=== PASSAGE PROVIDED ===

On October 8, the Supreme Court will hear arguments in McCutcheon v. Federal Election Commission. The case centers on whether aggregate limits on donations to campaigns are constitutional, an extension of the legal logic behind the infamous Citizens United decision.

Before the Court hears arguments, though, the justices will have already consulted something unique: A legal document predicated on a Tumblr. According to Lawrence Lessig, the Harvard Law professor filing the brief, it’s the first time a Tumblr has been used in a Supreme Court filing.

On his own Tumblr this morning, Lessig (who’s also a contributor to The Atlantic) explained the reasoning:

The basic argument of the brief is that the Framers of the Constitution used the word “corruption” in a different, more inclusive way, than we do today. The Tumblr captures 325 such uses collected from the framing context, and tags to help demonstrate this more inclusive meaning.

=== RECORDS SHOWN ===

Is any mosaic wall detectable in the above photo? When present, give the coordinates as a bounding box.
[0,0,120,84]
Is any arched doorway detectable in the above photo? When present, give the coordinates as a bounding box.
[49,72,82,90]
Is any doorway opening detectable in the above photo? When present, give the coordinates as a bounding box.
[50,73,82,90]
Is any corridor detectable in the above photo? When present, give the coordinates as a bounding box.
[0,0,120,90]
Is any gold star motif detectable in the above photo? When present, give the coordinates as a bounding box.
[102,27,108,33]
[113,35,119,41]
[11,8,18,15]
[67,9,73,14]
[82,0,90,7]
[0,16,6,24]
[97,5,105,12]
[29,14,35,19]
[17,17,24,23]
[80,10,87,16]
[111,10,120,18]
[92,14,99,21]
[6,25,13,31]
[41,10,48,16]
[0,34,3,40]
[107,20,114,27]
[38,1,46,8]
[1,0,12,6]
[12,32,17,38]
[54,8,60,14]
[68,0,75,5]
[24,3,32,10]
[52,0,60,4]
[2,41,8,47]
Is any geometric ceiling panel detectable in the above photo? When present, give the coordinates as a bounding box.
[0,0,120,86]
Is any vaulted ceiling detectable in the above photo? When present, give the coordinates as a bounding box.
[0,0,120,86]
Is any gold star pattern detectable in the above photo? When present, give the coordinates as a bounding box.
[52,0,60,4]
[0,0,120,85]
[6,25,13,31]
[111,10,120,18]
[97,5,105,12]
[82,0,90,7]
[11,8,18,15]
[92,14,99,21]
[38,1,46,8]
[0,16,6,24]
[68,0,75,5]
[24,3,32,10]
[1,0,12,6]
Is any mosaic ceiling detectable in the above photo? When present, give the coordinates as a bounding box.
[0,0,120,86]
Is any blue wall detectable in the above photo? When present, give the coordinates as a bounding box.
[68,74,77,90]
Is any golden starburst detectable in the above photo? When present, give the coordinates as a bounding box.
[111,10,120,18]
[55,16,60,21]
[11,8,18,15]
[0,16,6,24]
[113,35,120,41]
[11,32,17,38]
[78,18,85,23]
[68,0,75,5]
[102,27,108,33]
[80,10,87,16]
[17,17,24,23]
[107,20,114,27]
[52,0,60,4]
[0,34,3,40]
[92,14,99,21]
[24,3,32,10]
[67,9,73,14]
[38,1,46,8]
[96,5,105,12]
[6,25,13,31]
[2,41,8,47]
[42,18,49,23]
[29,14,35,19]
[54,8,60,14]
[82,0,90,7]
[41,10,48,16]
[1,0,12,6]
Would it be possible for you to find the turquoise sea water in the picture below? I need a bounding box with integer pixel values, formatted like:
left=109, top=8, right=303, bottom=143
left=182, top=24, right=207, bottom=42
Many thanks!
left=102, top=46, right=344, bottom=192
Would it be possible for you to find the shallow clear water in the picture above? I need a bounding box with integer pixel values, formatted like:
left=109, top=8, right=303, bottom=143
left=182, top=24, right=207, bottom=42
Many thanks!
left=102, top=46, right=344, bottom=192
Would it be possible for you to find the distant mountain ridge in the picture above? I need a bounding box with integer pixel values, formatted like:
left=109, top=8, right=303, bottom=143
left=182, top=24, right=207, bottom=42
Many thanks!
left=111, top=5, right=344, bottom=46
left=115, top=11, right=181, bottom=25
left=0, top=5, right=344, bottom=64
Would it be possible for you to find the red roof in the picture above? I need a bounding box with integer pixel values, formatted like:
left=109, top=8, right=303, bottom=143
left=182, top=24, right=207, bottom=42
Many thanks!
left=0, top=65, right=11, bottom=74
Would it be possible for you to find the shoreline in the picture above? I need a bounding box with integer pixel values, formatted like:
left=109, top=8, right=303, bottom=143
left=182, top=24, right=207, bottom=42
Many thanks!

===

§ **GIVEN PROBLEM 1**: In the passage about the McCutcheon case, how many uses of "corruption" from the framing context does the Tumblr capture?
§ **GIVEN PROBLEM 2**: Please write out the McCutcheon passage again, starting with "On October 8, the" and going on through "Supreme Court filing.", and replace "Harvard Law professor" with "legal scholar".

§ **FULL SOLUTION 1**: 325

§ **FULL SOLUTION 2**:
On October 8, the Supreme Court will hear arguments in McCutcheon v. Federal Election Commission. The case centers on whether aggregate limits on donations to campaigns are constitutional, an extension of the legal logic behind the infamous Citizens United decision.

Before the Court hears arguments, though, the justices will have already consulted something unique: A legal document predicated on a Tumblr. According to Lawrence Lessig, the legal scholar filing the brief, it’s the first time a Tumblr has been used in a Supreme Court filing.